Z badania exit poll przeprowadzonego przez Ipsos wynika, że Elżbieta Kruk otrzymała 177 tys. głosów, a Beata Mazurek - 172 tys. Obie startowały z listy PiS w okręgu lubelskim, odpowiednio z pierwszego i drugiego miejsca na liście. Według exit poll PiS uzyskał w tym okręgu 55,6 proc. głosów, a KE - 30,3 proc.
Natomiast ostateczne wyniki ogłoszone przez PKW pokazują, że na Elżbietę Kruk oddano 164 108 głosów, a na Beatę Mazurek - 204 693.
##NEWS https://www.wirtualnemedia.pl/wybory-parlament-europejski-wyniki-pis-z-42-proc-poparcia-wygral-z-ke-wiosna-i-konfederacja-po-ponad-6-proc,7171067730310785a ##
Kruk i Mazurek są obecnie posłankami PiS w Sejmie. Kruk pełni mandat poselski od 2001 roku, z przerwą od lipca 2006 do września 2007 roku, kiedy była przewodniczącą Krajowe Rady Radiofonii i Telewizji. Z kolei od połowy 2016 roku jest członkinią utworzonej wtedy Rady Mediów Narodowych.

Beata Mazurek jest posłanką PiS od 2005 roku. W 2004 i 2014 roku bez powodzenia startowała z listy tej partii do Parlamentu Europejskiego. W grudniu 2015 roku została rzeczniczką prasową klubu parlamentarnego PiS, a rok później objęła też funkcję rzeczniczki całej partii, zastępując na tym stanowisku Elżbietę Witek.

Dane

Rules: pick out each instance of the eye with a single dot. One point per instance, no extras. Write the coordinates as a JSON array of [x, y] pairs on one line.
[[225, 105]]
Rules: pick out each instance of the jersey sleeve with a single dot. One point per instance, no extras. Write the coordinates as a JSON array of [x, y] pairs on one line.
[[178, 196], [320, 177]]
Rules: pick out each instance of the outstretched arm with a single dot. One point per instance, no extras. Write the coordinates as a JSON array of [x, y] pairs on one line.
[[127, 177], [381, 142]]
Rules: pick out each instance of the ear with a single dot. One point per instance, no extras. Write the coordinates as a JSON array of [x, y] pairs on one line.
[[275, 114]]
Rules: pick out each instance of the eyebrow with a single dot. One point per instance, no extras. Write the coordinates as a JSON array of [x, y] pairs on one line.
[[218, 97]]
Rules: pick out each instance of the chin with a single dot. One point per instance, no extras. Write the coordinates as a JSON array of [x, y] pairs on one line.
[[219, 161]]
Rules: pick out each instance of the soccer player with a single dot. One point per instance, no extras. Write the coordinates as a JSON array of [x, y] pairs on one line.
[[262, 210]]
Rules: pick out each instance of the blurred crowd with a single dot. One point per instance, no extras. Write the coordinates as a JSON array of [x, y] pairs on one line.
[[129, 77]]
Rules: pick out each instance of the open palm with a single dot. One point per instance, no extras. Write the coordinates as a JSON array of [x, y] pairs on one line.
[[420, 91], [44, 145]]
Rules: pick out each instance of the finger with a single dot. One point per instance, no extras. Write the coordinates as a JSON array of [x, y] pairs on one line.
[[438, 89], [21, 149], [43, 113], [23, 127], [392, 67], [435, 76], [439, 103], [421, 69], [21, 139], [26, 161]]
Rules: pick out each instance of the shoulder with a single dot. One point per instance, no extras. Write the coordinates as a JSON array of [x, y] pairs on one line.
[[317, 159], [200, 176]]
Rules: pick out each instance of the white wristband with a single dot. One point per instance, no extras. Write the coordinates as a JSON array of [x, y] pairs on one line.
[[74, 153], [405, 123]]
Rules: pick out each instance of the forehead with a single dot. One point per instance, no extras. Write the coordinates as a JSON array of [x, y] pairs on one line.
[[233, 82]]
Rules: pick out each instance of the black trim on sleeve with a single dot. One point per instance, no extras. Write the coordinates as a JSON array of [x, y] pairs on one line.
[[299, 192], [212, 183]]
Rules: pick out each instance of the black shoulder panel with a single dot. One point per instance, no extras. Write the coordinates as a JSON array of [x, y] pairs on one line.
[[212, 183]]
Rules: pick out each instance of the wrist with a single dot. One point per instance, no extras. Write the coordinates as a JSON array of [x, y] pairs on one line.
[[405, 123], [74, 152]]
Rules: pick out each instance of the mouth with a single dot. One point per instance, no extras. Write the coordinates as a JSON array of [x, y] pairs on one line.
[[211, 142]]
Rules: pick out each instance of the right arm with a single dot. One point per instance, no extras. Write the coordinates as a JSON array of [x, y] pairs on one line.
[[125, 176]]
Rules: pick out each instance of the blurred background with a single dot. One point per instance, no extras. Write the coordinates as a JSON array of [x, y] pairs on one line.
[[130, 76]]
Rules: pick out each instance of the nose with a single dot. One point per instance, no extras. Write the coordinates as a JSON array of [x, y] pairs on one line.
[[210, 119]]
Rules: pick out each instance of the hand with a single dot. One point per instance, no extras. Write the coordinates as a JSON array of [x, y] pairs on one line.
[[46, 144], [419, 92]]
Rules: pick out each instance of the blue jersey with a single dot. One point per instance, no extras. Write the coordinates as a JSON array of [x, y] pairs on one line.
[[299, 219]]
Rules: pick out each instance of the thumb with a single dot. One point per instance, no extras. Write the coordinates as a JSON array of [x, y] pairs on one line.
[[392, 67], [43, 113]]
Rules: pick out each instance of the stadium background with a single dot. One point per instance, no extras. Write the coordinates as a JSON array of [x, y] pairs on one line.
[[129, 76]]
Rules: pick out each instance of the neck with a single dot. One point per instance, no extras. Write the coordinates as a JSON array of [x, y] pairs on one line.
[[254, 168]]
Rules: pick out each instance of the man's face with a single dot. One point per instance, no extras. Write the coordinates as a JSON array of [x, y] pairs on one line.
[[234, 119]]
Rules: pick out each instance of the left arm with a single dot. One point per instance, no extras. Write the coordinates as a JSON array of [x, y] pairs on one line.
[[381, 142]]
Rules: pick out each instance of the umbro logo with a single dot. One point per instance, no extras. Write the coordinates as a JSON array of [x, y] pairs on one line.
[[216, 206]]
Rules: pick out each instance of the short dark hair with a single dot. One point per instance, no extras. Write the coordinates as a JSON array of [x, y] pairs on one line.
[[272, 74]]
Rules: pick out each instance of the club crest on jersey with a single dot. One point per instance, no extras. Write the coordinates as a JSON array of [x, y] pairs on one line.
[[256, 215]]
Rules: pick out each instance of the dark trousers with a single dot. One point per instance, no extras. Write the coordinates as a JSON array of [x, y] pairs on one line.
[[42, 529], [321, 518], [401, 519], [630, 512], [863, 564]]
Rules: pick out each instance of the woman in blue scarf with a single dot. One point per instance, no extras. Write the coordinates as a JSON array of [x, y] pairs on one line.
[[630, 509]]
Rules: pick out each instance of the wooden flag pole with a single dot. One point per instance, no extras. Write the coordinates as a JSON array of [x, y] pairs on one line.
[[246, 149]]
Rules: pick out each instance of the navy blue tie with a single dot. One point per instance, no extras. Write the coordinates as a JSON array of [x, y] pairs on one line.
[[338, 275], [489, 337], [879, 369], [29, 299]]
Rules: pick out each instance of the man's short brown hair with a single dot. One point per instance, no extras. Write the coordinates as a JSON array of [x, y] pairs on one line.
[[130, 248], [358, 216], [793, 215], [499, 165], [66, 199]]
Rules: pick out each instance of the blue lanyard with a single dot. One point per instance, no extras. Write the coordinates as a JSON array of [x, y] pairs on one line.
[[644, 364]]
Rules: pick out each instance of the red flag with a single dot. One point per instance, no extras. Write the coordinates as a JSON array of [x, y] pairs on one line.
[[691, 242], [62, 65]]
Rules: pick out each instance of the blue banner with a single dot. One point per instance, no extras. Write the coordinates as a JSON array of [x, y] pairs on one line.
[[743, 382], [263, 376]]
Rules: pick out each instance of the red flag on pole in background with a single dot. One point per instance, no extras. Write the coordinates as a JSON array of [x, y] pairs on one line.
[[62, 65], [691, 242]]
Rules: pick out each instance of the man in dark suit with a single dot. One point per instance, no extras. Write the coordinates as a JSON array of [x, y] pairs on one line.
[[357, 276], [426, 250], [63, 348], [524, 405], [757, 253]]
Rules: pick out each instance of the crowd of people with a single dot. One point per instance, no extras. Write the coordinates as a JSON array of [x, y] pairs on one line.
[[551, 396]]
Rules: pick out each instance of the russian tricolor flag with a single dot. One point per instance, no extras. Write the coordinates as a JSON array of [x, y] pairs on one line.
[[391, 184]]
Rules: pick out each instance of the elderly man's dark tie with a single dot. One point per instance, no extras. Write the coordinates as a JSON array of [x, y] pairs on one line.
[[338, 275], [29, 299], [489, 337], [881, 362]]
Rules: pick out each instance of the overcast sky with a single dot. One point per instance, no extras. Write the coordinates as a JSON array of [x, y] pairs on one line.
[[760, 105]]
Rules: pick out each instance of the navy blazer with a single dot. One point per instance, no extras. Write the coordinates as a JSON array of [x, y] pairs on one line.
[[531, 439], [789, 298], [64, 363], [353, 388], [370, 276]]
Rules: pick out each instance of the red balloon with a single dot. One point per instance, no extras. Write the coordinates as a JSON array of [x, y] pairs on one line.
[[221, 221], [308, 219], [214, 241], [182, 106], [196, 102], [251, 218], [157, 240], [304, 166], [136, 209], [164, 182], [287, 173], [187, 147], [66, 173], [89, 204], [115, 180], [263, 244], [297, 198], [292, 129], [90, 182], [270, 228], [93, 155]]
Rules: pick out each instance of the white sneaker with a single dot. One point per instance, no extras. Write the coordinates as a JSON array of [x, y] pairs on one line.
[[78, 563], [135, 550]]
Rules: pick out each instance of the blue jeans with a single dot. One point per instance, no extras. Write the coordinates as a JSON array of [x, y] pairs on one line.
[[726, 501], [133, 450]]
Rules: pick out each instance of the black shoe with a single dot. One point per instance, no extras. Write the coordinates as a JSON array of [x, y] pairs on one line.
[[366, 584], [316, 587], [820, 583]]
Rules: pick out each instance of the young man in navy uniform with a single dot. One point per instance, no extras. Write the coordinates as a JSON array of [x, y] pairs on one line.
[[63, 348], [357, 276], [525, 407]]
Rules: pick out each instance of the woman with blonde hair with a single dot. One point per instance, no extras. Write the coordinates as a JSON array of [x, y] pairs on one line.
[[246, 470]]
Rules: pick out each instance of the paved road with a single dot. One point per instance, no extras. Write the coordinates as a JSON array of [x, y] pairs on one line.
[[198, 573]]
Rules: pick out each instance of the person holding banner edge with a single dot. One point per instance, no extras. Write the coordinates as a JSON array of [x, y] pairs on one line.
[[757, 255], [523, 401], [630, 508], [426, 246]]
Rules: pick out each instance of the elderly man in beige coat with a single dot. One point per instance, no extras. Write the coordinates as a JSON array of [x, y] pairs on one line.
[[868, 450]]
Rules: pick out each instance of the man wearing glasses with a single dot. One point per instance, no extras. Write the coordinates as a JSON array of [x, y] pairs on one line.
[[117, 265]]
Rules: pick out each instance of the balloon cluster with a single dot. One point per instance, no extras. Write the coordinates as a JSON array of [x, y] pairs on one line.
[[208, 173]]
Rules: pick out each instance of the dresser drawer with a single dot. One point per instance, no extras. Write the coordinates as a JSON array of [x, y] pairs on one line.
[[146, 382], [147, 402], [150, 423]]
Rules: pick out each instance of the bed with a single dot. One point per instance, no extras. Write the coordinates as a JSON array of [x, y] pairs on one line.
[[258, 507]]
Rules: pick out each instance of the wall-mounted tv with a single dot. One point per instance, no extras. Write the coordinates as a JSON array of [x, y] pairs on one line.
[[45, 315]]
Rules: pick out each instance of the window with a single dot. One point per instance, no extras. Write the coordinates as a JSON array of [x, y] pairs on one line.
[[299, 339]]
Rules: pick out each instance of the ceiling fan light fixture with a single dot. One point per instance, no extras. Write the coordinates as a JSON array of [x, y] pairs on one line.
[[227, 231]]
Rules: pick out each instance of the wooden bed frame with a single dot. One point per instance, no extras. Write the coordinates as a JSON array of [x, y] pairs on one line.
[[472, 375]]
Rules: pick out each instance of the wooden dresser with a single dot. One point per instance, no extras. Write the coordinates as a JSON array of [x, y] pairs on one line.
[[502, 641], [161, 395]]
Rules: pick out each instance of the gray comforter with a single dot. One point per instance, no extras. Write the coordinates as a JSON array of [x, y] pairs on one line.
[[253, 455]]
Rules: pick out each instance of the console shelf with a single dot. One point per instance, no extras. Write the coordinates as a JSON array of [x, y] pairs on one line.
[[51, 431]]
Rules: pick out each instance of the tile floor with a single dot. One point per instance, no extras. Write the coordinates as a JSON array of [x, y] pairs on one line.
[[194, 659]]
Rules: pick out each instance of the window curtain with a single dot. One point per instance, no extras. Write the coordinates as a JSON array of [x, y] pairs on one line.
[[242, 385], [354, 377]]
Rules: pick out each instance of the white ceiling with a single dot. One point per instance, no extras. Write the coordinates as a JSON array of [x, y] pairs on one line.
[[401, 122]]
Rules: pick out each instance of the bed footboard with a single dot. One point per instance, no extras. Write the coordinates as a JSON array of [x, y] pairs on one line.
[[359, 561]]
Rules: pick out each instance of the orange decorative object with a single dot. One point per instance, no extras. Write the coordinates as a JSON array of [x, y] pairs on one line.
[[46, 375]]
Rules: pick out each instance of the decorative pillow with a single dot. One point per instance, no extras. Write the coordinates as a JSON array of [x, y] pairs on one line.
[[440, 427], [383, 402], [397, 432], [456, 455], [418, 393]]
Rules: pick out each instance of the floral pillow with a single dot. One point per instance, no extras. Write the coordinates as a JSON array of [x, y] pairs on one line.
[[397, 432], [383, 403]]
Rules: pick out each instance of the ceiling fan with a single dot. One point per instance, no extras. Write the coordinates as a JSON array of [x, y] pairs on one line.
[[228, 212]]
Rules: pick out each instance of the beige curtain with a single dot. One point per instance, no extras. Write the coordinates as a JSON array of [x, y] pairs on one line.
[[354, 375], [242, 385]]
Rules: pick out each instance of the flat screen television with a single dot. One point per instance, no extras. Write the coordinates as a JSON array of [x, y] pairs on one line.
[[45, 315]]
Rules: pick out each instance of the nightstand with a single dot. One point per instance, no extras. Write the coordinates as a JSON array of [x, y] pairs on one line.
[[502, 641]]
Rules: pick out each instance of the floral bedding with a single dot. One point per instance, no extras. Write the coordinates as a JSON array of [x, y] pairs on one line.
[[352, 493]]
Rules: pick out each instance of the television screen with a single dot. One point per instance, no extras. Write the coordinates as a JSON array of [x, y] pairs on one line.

Zadania pisemne
1 > Ile głosów oddano na Beatę Mazurek według ostatecznych wyników PKW podanych w tekście o Elżbiecie Kruk i Beacie Mazurek?
2 > Wznów tekst o Elżbiecie Kruk i Beacie Mazurek, zaczynając zaraz po jego ostatnim zdaniu.

Odpowiedzi
1 > 204 693 głosy.

2 >
Według sondażowych wyników mandatu do europarlamentu nie uzyskała rzeczniczka rządu Joanna Kopcińska, która startowała z drugiego miejsca w okręgu łódzkim. Jednak po zliczeniu głosów z 99 proc. komisji PiS uzyskał znacznie większą przewagę nad KE, a poniżej progu wyborczego spadła Konfederacja (której początkowo przypisywano trzy mandaty europosłów).
W efekcie mandaty wyborcze uzyskała Joanna Kopcińska, a także minister spraw wewnętrznych i administracji Joachim Brudziński oraz minister pracy, rodziny i polityki społecznej Elżbieta Rafalska. Na Kopcińską oddano 130 358 głosów.

Joanna Kopcińska została rzeczniczką rządu w grudniu 2017 roku wraz z powołaniem Mateusza Morawieckiego na funkcję prezesa. Posłanką jest od jesieni 2015 roku, przedtem przez kilka lat była działaczką Platformy Obywatelskiej.
Lichocka, Bosacki i Sellin bez mandatów
Mandatów do europarlamentu, według exit poll, nie uzyskała natomiast posłanka PiS i członkini Rady Mediów Narodowych Joanna Lichocka, która startowała z trzeciej pozycji na liście PiS w Wielkopolsce. Według exit poll pewny mandat w tym okręgu ma Zdzisław Krasnodębski (nr 1 na liście) dzięki 156 tys. głosów, a wybrana być może została też Andżelika Możdżanowska (nr 2 na liście).

- Kochani, Drodzy, Szanowni, otrzymałam 72 769 głosów.:) Nie daje ten wynik mandatu,ale daje wielką radość i satysfakcję.Dziękuję! Najgoręcej tym,którzy mnie w tej kampanii wsparli - mnóstwo niewidzialnych rąk pomagało, torowało drogę. Mamy w Wielkopolsce dwa mandaty!Jest świetnie :) - skomentowała Lichocka w poniedziałek przed południem na Twitterze.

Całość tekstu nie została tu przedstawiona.